*Consigne a*.
Recopiez à l'identique les enregistrements, depuis la ligne contenant « Expected output: for each instance of the glass storefront » jusqu'à la fin des enregistrements, cette ligne comprise.

*Passage cité*.
La procédure de passation d’une délégation de service public est présentée ci-dessous.

3.2.4. Reconnaissance d’un service public dans une activité exercée par une personne privée

Lorsqu'une personne privée exerce, sous sa responsabilité et sans qu'une personne publique en détermine le contenu, une activité dont elle a pris l'initiative, elle ne peut, en tout état de cause, être regardée comme bénéficiant de la part d'une personne publique de la dévolution d'une mission de service public ; son activité peut cependant se voir reconnaître un caractère de service public, alors même qu'elle n'a fait l'objet d'aucun contrat de délégation de service public procédant à sa dévolution, si une personne publique, en raison de l'intérêt général qui s'y attache et de l'importance qu'elle revêt à ses yeux, exerce un droit de regard sur son organisation et, le cas échéant, lui accorde, dès lors qu'aucune règle ni aucun principe n'y font obstacle, des financements.

Références : articles L. 1411-1 et suivants, L. 1414-1 et suivants, et R. 2222-5 du code général des collectivités territoriales ; code des marchés publics ; ordonnance n° 2009-864 du 15 juil. 2009 relative aux contrats de concession de travaux publics ; CE, 29 avr. 1987, Commune d’Élancourt, n° 51022 ; CE, 30 juin 1999, SMITOM, n° 198147 ; CE, 28 juin 2006, Syndicat intercommunal d'alimentation en eau de la moyenne vallée du Gier, n° 288459 ; CE, 6 avr. 2007, Commune d'Aix-en-Provence, n° 284736 ; CE, 7 nov. 2008, Département de la Vendée, n° 291794 ; CE, 5 juin 2009, Société Avenance-enseignement et santé, n° 298641 ; CJCE, 10 sept. 2009, Eurawasser, affaire C-206/08 ; CE, 8 fév. 2010, Commune de Chartres, n° 323158

4. La procédure de délégation de service public

La loi Sapin n° 93-122 du 29 janvier 1993 relative à la prévention de la corruption et à la transparence de la vie économique et des procédures publiques ainsi que la loi Murcef n° 2001-1168 du 11 décembre 2001 (CGCT, art. L. 1411-1 et s.) sont venues préciser et compléter la procédure de passation des délégations de service public afin de pallier notamment l’insuffisance de contrôle sur ce type d’acte.

*Consigne b*.
Prolongez le texte sur la délégation de service public à partir de l'endroit où il s'arrête.

(Enregistrements de données de pointage)
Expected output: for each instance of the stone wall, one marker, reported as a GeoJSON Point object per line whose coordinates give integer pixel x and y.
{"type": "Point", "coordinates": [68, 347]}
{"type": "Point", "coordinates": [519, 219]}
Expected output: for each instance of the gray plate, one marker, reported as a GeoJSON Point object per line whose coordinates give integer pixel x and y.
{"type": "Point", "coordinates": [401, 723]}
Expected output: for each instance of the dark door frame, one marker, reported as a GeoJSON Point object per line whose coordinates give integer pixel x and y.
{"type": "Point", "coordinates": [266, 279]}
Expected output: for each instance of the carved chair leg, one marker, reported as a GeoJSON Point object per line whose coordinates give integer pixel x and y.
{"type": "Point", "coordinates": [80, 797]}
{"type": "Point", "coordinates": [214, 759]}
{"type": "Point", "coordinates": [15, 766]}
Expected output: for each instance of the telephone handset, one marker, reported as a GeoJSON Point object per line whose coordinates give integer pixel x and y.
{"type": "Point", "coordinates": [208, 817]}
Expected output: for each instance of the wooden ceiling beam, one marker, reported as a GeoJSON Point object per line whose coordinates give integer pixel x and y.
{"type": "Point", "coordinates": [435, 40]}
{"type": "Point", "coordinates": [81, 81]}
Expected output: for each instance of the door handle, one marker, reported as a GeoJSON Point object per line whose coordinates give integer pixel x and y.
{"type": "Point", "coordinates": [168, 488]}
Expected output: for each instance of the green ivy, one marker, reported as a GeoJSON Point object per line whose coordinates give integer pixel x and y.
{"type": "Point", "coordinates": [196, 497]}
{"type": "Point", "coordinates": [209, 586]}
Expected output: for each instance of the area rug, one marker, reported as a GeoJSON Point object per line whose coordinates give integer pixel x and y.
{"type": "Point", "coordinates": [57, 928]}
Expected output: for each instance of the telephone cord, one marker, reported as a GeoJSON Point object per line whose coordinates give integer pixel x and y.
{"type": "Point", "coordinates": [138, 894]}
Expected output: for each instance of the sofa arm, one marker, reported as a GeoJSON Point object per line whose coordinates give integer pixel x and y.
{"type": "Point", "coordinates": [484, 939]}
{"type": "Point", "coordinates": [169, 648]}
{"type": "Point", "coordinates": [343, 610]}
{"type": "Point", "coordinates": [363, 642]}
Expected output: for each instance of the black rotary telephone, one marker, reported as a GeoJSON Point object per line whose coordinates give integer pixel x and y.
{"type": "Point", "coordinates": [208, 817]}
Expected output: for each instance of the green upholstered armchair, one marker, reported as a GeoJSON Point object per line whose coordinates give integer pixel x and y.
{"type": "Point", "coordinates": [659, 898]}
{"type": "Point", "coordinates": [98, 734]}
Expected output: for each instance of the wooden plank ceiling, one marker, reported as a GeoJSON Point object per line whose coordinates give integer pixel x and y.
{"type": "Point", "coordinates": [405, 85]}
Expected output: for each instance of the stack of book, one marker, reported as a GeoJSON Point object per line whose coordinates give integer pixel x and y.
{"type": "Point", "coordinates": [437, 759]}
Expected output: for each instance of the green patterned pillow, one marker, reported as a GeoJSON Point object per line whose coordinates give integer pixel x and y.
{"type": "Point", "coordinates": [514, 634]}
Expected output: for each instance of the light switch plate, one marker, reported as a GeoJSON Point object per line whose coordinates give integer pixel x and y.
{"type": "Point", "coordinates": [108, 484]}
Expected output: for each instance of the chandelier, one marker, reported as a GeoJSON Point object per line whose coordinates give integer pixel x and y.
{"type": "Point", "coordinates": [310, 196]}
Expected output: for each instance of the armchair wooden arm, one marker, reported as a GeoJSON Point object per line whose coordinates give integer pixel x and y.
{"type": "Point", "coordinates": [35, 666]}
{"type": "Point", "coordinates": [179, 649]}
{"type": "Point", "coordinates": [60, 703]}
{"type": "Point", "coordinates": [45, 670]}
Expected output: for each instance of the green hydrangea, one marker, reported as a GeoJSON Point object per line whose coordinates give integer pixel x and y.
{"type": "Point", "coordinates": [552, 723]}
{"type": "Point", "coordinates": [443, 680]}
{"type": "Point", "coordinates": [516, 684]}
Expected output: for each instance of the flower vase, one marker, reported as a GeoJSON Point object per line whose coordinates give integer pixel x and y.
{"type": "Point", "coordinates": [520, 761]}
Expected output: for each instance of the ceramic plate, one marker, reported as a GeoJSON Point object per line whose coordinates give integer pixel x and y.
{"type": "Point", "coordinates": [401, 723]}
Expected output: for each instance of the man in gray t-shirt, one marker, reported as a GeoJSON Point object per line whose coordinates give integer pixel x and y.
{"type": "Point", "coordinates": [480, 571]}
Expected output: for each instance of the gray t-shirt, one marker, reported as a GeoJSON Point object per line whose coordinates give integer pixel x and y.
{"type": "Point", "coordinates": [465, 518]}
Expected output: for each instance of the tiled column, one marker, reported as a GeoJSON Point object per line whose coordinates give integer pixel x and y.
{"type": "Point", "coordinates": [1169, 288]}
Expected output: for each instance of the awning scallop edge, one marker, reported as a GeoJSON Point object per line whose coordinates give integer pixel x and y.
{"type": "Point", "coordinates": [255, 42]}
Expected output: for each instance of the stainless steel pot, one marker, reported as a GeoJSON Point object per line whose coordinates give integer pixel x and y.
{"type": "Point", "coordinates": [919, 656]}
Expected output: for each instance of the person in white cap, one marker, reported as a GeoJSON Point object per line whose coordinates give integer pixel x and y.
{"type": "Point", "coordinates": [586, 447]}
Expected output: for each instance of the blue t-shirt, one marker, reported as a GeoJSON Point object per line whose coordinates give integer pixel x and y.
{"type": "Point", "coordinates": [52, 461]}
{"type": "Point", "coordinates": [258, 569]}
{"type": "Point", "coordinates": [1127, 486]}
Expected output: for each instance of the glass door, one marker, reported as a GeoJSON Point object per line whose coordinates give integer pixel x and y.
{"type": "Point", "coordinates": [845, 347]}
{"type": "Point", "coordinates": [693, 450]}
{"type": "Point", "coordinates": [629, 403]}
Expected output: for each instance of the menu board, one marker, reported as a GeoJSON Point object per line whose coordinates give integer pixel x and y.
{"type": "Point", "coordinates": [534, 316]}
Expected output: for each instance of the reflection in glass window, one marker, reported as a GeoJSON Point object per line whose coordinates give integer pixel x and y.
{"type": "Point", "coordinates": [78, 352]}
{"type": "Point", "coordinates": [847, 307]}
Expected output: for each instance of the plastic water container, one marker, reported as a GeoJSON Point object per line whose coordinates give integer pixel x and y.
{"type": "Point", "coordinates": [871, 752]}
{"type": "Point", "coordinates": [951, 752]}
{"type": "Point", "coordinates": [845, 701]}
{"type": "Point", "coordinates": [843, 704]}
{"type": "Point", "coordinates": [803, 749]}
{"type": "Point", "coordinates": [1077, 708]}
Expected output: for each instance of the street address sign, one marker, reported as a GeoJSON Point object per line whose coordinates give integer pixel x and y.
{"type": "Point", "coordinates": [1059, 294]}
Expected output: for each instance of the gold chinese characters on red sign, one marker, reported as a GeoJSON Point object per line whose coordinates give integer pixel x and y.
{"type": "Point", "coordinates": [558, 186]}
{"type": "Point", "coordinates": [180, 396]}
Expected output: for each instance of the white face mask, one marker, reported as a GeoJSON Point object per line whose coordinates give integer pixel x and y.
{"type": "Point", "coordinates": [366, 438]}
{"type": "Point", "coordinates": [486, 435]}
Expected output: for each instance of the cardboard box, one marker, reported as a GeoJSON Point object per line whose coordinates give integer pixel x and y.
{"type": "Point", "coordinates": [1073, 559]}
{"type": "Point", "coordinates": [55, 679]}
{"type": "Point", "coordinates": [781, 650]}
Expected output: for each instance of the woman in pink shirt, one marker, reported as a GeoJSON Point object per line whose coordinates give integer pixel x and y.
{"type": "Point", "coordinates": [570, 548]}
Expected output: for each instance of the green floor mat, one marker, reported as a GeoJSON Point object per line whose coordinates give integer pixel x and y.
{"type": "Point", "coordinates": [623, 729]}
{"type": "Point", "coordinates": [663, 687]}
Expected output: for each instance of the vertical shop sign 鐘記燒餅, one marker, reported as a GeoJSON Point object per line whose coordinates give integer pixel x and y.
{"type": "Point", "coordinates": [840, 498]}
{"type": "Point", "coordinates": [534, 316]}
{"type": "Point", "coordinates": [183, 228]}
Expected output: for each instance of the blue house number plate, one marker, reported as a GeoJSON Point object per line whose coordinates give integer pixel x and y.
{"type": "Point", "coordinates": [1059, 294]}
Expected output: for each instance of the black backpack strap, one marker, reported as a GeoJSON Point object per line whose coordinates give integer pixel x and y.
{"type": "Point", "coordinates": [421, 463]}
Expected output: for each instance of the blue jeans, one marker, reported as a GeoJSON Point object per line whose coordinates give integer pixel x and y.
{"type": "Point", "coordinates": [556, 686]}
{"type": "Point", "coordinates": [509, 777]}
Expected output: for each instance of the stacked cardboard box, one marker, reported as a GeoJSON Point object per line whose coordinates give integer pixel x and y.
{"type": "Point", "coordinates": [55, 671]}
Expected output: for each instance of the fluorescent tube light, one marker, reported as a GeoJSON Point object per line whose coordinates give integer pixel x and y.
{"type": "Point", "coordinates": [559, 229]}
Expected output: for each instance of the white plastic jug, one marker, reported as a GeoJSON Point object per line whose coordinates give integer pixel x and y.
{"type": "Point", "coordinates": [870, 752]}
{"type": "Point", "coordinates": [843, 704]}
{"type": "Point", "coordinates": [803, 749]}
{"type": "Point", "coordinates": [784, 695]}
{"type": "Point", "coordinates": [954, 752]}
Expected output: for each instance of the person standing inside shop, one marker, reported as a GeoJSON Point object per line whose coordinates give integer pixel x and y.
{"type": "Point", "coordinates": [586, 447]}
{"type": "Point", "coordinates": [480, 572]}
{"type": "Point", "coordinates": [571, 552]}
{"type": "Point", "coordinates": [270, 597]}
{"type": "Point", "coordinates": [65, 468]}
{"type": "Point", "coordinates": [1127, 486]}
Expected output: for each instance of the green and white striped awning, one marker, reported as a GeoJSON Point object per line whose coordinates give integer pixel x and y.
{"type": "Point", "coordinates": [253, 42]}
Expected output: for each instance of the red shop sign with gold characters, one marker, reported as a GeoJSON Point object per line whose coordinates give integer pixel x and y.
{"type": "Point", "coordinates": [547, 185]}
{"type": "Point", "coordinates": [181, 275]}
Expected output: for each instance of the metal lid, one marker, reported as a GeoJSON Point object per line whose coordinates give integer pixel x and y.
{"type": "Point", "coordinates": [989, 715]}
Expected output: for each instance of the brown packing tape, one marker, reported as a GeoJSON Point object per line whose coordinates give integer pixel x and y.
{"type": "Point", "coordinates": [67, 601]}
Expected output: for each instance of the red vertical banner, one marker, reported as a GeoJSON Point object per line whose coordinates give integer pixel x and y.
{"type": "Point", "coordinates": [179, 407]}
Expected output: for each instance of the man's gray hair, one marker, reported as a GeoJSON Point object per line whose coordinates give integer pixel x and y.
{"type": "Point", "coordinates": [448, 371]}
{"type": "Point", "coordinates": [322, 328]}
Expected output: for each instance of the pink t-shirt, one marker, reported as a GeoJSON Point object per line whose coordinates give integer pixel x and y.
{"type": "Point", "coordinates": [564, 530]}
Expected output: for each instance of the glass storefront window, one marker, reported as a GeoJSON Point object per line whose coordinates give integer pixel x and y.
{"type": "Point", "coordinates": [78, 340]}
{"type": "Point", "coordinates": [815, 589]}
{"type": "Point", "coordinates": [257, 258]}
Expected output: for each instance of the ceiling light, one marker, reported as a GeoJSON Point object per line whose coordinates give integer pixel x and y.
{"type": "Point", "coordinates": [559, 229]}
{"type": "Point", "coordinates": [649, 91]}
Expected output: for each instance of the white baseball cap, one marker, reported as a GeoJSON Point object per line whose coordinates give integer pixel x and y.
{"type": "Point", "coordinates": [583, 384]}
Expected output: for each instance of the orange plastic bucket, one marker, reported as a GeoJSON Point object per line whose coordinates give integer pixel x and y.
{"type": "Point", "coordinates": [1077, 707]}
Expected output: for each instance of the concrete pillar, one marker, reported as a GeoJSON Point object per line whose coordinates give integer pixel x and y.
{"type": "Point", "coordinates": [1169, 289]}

*Réponse rédigée a*.
Expected output: for each instance of the glass storefront window, one marker, reported as a GeoJSON Point object per line whose coordinates give integer pixel x and y.
{"type": "Point", "coordinates": [78, 340]}
{"type": "Point", "coordinates": [815, 589]}
{"type": "Point", "coordinates": [257, 258]}
Expected output: for each instance of the ceiling light, one marker, reported as a GeoJSON Point object per line whose coordinates give integer pixel x and y.
{"type": "Point", "coordinates": [559, 229]}
{"type": "Point", "coordinates": [649, 91]}
Expected output: for each instance of the white baseball cap, one marker, reported as a GeoJSON Point object per line whose coordinates give integer pixel x and y.
{"type": "Point", "coordinates": [583, 384]}
Expected output: for each instance of the orange plastic bucket, one marker, reported as a GeoJSON Point object per line whose coordinates give integer pixel x and y.
{"type": "Point", "coordinates": [1077, 707]}
Expected output: for each instance of the concrete pillar, one marker, reported as a GeoJSON Point object per line whose coordinates give integer pixel x and y.
{"type": "Point", "coordinates": [1169, 289]}

*Réponse rédigée b*.
La délégation de service public est un contrat par lequel une personne publique (le délégant) confie la gestion d'un service public dont elle a la responsabilité, à un délégataire public ou privé, dont la rémunération est substantiellement liée aux résultats de l'exploitation.

Codifiée à l’article L. 1411-1 du CGCT, une telle définition est suffisamment large pour couvrir à la fois la concession de travaux publics qui fait aujourd'hui l'objet d'un texte spécifique (CGCT, art. L. 1411-5), la concession de service public avec travaux publics et la pure concession de service public. Les sociétés publiques locales (SPL) peuvent recevoir la délégation d’un service public sans mise en concurrence (CGCT, art. L. 1411-2 et L. 1411-19).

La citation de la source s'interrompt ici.